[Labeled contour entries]
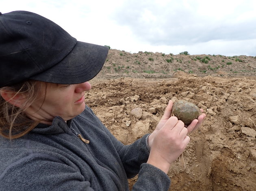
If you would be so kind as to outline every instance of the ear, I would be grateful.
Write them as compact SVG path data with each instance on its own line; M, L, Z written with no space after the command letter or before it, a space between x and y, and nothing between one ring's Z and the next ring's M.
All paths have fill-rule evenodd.
M8 88L0 90L0 94L5 101L18 107L20 107L26 100L24 93L17 93Z

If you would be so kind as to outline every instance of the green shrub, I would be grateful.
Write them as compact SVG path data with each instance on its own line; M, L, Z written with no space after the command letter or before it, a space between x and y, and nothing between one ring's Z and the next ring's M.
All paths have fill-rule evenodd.
M206 59L206 58L204 58L202 60L201 60L201 62L204 63L208 64L208 62L209 62L209 60Z
M135 61L135 63L139 65L140 65L141 63L139 60L136 60Z
M189 54L189 52L188 52L187 51L184 51L184 52L180 52L180 54L184 54L184 55L190 55L190 54Z
M105 46L104 46L104 47L108 47L108 49L110 49L110 47L109 46L108 46L108 45L105 45Z
M172 61L174 60L174 58L171 57L169 59L166 59L165 60L167 62L169 63L170 62L172 62Z
M156 73L156 72L154 70L143 70L143 72L148 74L154 74Z

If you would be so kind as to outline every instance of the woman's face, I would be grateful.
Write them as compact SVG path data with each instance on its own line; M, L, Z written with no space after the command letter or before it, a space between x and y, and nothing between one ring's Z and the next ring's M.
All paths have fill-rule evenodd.
M50 125L56 116L67 121L82 112L85 107L85 91L91 88L89 82L71 85L46 84L46 83L43 83L35 101L25 110L29 117Z

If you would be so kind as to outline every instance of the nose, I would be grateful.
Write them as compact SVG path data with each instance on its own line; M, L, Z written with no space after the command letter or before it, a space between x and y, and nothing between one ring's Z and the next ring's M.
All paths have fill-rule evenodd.
M88 91L91 89L91 85L88 82L76 84L75 91L80 93L85 91Z

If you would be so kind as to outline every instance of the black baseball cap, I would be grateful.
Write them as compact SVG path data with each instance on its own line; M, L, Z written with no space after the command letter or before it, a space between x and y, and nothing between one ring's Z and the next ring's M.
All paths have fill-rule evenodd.
M88 81L102 68L108 51L77 41L37 14L0 13L0 87L28 79L62 84Z

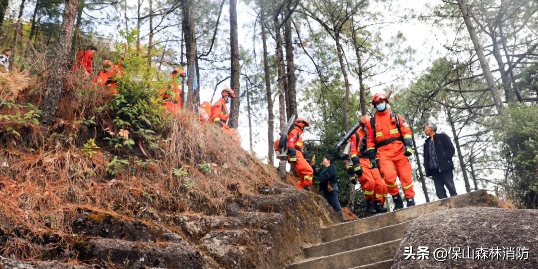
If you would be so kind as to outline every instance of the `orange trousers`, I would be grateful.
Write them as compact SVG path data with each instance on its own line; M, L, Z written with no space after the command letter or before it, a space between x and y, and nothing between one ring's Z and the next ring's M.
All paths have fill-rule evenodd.
M288 156L288 162L295 169L295 173L299 176L299 180L297 181L297 185L295 185L295 187L300 189L304 189L305 187L308 187L312 185L314 170L312 169L312 167L307 161L306 159L305 159L302 152L296 150L295 156L297 158L297 161L289 161L289 157Z
M411 162L403 153L395 156L387 156L380 154L379 169L385 177L385 182L391 195L394 196L400 193L398 186L396 184L396 177L400 179L402 189L405 194L405 198L415 197L415 191L413 189L413 176L411 173Z
M363 190L365 189L365 187L367 187L372 190L367 196L366 190L364 190L364 197L366 199L371 199L374 202L379 202L381 205L385 204L385 200L387 197L387 185L381 178L379 170L377 168L370 168L369 164L368 166L362 166L362 167L363 175L359 178L360 187Z

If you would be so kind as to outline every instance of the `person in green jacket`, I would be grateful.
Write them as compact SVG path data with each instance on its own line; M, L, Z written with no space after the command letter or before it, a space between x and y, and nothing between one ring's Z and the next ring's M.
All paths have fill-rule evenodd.
M343 222L344 215L338 199L336 167L332 164L332 158L329 157L325 157L322 164L323 167L321 170L316 169L315 166L313 167L314 175L320 180L320 188L323 193L323 196L338 215L341 221Z

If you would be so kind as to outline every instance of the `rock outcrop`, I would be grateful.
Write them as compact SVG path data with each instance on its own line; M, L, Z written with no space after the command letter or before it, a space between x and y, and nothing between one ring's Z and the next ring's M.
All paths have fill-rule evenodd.
M533 209L466 207L431 213L409 224L392 268L538 268L537 221ZM410 254L419 246L428 247L428 259Z

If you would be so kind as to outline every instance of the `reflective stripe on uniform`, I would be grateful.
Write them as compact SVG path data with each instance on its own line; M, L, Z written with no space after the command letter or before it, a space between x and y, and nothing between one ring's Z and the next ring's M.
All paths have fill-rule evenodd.
M409 184L409 185L407 185L406 186L402 187L402 188L404 189L404 190L406 190L406 189L410 188L411 186L413 186L413 183L411 183L410 184Z

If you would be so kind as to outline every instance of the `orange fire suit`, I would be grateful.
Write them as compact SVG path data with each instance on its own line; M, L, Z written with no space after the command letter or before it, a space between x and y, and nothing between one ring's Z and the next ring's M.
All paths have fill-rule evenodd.
M175 81L172 81L168 87L169 90L172 94L165 93L162 95L162 98L167 100L163 104L166 107L166 109L170 112L178 111L181 109L183 102L181 89Z
M118 93L118 84L116 83L116 69L109 68L108 71L102 69L94 76L94 83L100 86L107 86L112 93Z
M372 152L377 148L379 169L385 177L388 193L393 196L399 193L396 184L398 176L405 198L413 198L415 197L415 192L413 188L411 163L404 155L405 146L403 141L405 139L411 138L411 129L404 117L397 114L395 116L399 120L400 133L396 125L395 117L393 117L391 114L388 109L376 114L375 132L371 123L366 123L367 150Z
M240 144L241 140L239 140L237 133L226 124L229 117L230 114L228 112L228 108L226 107L226 100L221 97L211 107L211 121L222 126L224 133L231 136L234 140Z
M346 161L346 168L350 175L350 180L356 179L355 172L362 169L363 173L359 177L358 181L364 192L364 198L375 202L379 201L383 205L385 203L383 195L385 197L387 196L387 185L381 179L379 170L377 168L372 168L368 157L361 155L359 150L360 141L366 134L366 132L360 128L351 136L349 151L351 161L349 160Z
M314 169L301 152L303 147L302 132L302 130L296 126L288 134L288 152L290 152L290 149L295 150L295 156L288 156L288 162L295 169L297 175L299 176L299 180L295 186L300 189L312 185L314 177Z
M94 56L87 49L81 51L76 53L75 64L71 68L72 71L86 70L88 74L91 73L92 61Z

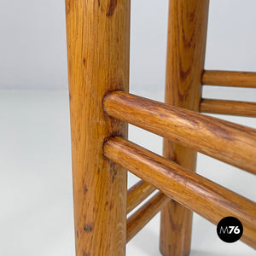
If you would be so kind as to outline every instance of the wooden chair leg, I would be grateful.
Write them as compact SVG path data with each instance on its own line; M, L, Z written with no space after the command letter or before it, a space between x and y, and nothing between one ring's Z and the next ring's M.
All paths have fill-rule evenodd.
M104 96L128 90L130 1L66 0L77 256L125 254L126 172L103 156L127 125L108 116Z
M208 0L170 0L166 102L199 111ZM195 172L196 153L164 140L164 156ZM161 211L160 251L189 255L192 212L172 201Z

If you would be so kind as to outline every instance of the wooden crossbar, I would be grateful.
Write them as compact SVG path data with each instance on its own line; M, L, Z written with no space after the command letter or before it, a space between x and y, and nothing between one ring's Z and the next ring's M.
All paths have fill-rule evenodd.
M108 140L104 154L214 224L226 216L237 218L244 228L241 240L256 248L253 201L121 137Z
M200 112L256 117L256 103L202 99Z
M206 70L201 80L209 85L256 88L255 72Z
M120 90L108 93L111 116L256 174L256 130Z
M127 219L126 242L139 232L170 200L170 197L158 192L130 216Z
M127 214L143 201L155 188L140 180L127 191Z

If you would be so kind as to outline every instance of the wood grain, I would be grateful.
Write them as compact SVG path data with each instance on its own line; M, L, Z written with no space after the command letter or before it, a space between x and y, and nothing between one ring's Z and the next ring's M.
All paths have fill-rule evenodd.
M205 70L202 84L208 85L256 88L255 72Z
M241 241L256 248L256 203L121 137L106 142L105 155L214 224L234 216Z
M151 184L140 180L127 191L127 214L155 190Z
M103 156L127 125L102 110L108 91L128 90L129 0L66 0L77 256L125 254L126 172Z
M170 197L158 192L127 219L127 242L139 232L163 207Z
M256 117L256 103L202 99L200 104L200 112Z
M208 0L169 0L165 102L198 111L201 95ZM163 155L195 172L196 152L164 139ZM161 212L160 251L189 254L192 212L172 201Z
M256 129L120 90L103 104L114 118L256 174Z

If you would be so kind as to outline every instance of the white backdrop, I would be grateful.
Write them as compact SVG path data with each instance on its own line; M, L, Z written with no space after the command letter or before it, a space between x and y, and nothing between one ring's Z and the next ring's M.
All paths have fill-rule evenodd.
M0 89L67 88L64 0L0 1ZM131 89L164 88L167 0L131 1ZM207 68L256 70L256 2L212 0Z
M74 255L64 2L0 0L0 255ZM131 90L159 101L167 5L131 0ZM255 7L254 0L211 0L206 68L256 71ZM208 86L203 96L256 102L253 89ZM256 128L255 119L218 117ZM161 154L160 137L130 125L129 138ZM252 174L201 154L197 172L255 201ZM197 214L193 227L191 256L255 254L241 241L222 242ZM129 242L127 255L160 255L158 241L159 215Z

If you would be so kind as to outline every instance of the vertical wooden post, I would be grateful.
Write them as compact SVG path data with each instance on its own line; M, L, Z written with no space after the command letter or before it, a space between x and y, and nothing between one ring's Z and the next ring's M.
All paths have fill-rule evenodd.
M166 102L199 111L208 0L170 0ZM164 140L164 156L195 172L196 152ZM161 211L160 251L189 255L192 212L172 201Z
M125 254L126 172L103 156L106 137L127 125L102 109L128 90L129 0L66 0L77 256Z

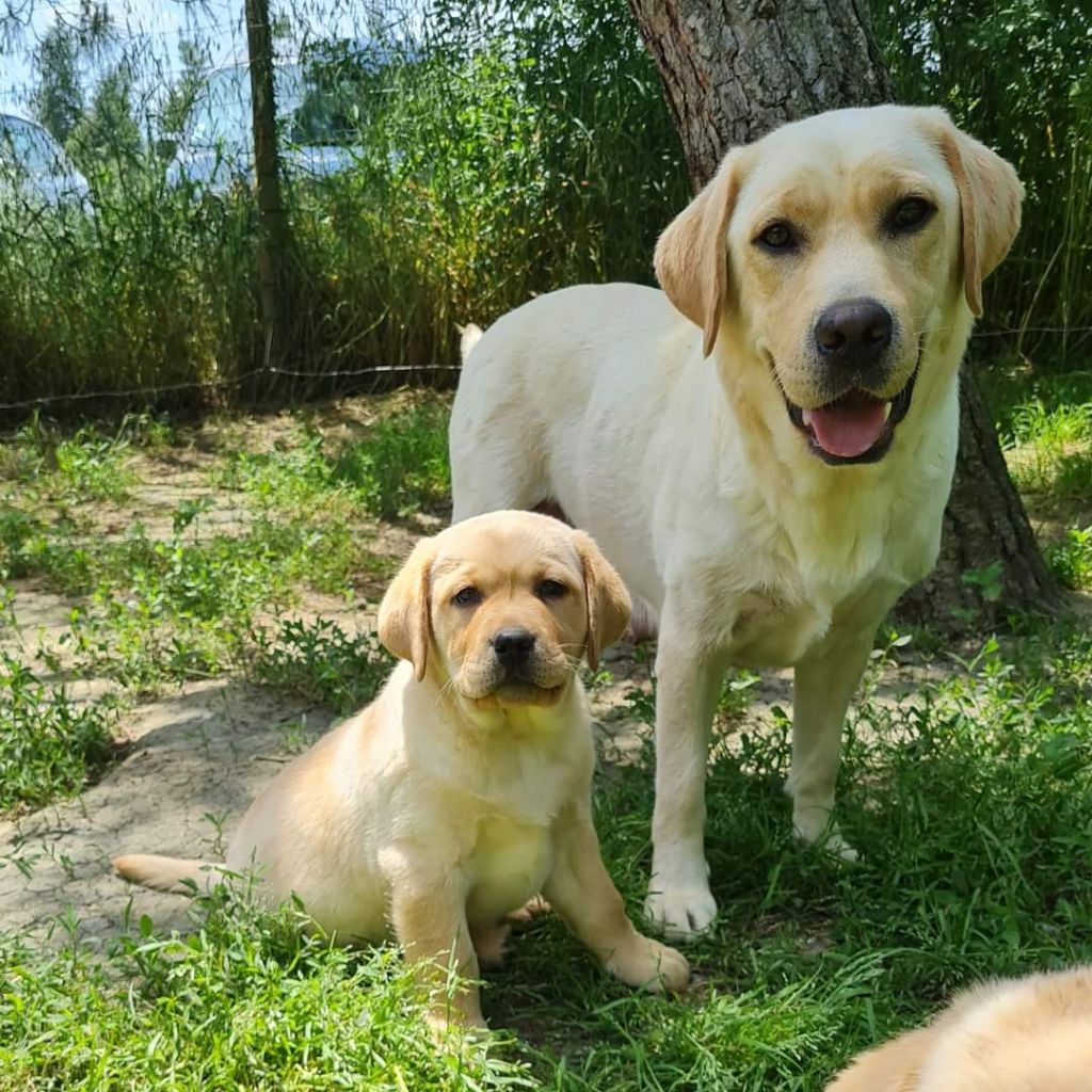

Your goal: Could you repeat the records verbatim from their start through the line containing "M8 88L0 90L0", leaving out the pictures?

Written response:
If you would be so kind as to outline every instance of the ear, I would be grateful.
Write them as compact SVG path data with each instance on its own line; M, L, Z written with no space after the command letter or before it, a space between x and y, and nothing between one ring's Z and the next ring's M.
All paths have fill-rule evenodd.
M8 88L0 90L0 94L5 101L18 107L20 107L26 100L24 93L17 93Z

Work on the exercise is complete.